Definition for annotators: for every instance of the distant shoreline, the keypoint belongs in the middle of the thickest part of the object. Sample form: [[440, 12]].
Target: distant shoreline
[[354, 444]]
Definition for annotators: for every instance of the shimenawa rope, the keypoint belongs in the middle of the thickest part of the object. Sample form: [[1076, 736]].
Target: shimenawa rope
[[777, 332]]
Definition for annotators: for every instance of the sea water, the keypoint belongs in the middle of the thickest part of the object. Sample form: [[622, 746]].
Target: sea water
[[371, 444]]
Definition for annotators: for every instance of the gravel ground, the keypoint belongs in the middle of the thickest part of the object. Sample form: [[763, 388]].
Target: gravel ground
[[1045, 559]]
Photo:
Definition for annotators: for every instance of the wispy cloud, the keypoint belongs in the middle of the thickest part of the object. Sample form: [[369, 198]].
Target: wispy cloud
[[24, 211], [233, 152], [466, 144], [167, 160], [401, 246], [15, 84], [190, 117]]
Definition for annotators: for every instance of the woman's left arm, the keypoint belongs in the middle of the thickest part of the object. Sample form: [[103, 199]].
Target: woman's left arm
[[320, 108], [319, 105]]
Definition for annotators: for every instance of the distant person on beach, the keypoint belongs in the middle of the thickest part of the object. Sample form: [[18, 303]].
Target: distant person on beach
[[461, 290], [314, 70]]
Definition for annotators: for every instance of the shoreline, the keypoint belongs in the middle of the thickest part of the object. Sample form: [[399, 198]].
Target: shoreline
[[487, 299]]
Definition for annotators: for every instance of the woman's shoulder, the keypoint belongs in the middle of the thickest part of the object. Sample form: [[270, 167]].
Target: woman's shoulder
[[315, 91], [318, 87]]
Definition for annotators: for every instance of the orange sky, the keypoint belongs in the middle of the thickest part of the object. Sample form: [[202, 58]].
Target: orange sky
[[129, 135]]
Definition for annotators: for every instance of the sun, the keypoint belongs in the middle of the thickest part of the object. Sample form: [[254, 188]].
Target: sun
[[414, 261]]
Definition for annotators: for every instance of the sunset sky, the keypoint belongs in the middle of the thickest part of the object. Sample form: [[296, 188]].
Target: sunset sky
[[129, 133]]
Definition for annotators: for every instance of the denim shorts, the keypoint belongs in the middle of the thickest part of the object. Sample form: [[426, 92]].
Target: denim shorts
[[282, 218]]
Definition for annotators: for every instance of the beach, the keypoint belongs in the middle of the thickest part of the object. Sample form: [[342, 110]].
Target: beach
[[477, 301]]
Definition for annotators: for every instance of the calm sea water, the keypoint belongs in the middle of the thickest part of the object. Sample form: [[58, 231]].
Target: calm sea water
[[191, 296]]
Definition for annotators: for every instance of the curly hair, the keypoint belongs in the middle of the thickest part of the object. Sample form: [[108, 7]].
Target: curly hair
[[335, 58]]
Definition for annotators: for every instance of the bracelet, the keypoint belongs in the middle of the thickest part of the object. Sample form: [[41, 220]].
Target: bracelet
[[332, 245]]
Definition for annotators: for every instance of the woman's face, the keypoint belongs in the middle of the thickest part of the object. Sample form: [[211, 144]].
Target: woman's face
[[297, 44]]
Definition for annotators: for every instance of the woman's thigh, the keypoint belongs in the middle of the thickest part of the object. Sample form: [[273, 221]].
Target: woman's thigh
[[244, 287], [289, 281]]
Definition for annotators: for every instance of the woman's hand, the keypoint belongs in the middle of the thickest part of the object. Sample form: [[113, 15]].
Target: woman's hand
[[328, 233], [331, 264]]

——

▸ **WHAT IS ASKED**
Copy out the records between the line holding "form: [[211, 144]]." and the end of the records, inclusive, with the requests kept unchanged. Add -12 to every keypoint coordinate in the answers, but leave the sample forms as they are.

▸ **EXERCISE RESULT**
Definition for annotators: for every instance of the woman's face, the keypoint belongs in the middle of the thickest part of the object. Sample form: [[211, 144]].
Target: woman's face
[[285, 32]]
Definition for annotators: for every instance of the woman's thigh, the keypoint belongs in the middle of the thickest part of the object. Sample form: [[273, 221]].
Target: woman's thigh
[[232, 275], [277, 269]]
Definition for annotators: for every instance of the woman's hand, the keypoint belongs in the middle of the thickest part of the object. Sample form: [[113, 15]].
Target: woman's hand
[[316, 221], [319, 252]]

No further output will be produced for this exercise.